• [Document section]
===============
BOARD OF DIRECTORS OF PÖYRY PLC ADOPTED AN INCENTIVE PLAN FOR KEY PERSONNEL AND RESOLVED TO EXERCISE THE AUTHORITY BY THE ANNUAL GENERAL MEETING TO ACQUIRE OWN SHARES


The Board of Directors of Pöyry Plc has approved a new share-based
incentive plan for key personnel of Pöyry. The success of Pöyry
depends vitally on the performance of its people. The Board has
therefore decided to increase significantly the number of employees
eligible to participate in this new plan.

The plan includes three earning periods which are the calendar years
2008, 2009 and 2010. The potential reward from the plan for the first
earning period 2008 will be based on the Group's earnings per share
(EPS) and net sales growth.

The rewards will be paid partly in the company's shares and partly in
cash in 2009, 2010 and 2011. Shares must be held for a period of two
years from the transfer date. If a key person's employment or service
agreement ends during this period, the shares must be returned to the
company.

In the first earning period 2008, the incentive plan will include
approximately 300 persons. The value of the plan will correspond to
270 000 shares, if the performance of the company is in line with the
earnings criteria for target performance set by the Board of
Directors. If the company's performance exceeds the target and
reaches maximum performance, as defined by the Board, the value of
the plan can reach up to the value of 540 000 shares. The rewards for
2008 will be paid half in shares and half in cash.
===============
• [Source material]
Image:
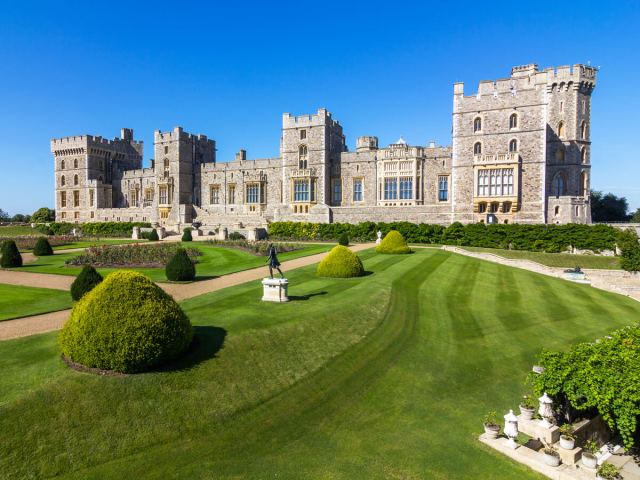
===============
• [Problem set]
1. Answer these questions using the Pöyry incentive plan announcement:
(a) Which calendar years make up the plan's three earning periods?
(b) How long must shares be held after the transfer date?
(c) About how many persons will the plan include in the first earning period?
2. Carry on the Pöyry incentive plan announcement from its last sentence.

• [Results]
1.
(a) 2008, 2009 and 2010.
(b) Two years.
(c) Approximately 300.

2.
The share grants shall be distributed without compensation, by the
resolution of the Board of Directors, to the discretionarily
nominated key personnel employed by or to be recruited by Pöyry.

For the implementation of the incentive plan, the Board of Directors
has further resolved to exercise the authorisation by the Annual
General Meeting on March 5, 2007 to acquire the company's own shares.
According to the resolution of the Board of Directors, a maximum of
400 000 shares may be acquired. In accordance with the authorisation
of the Annual General Meeting, the shares may be acquired prior to
the next Annual General Meeting at their market price at the time of
purchase. The Board of Directors authorised the President and CEO to
decide on the details and implementation of the acquisition of own
shares.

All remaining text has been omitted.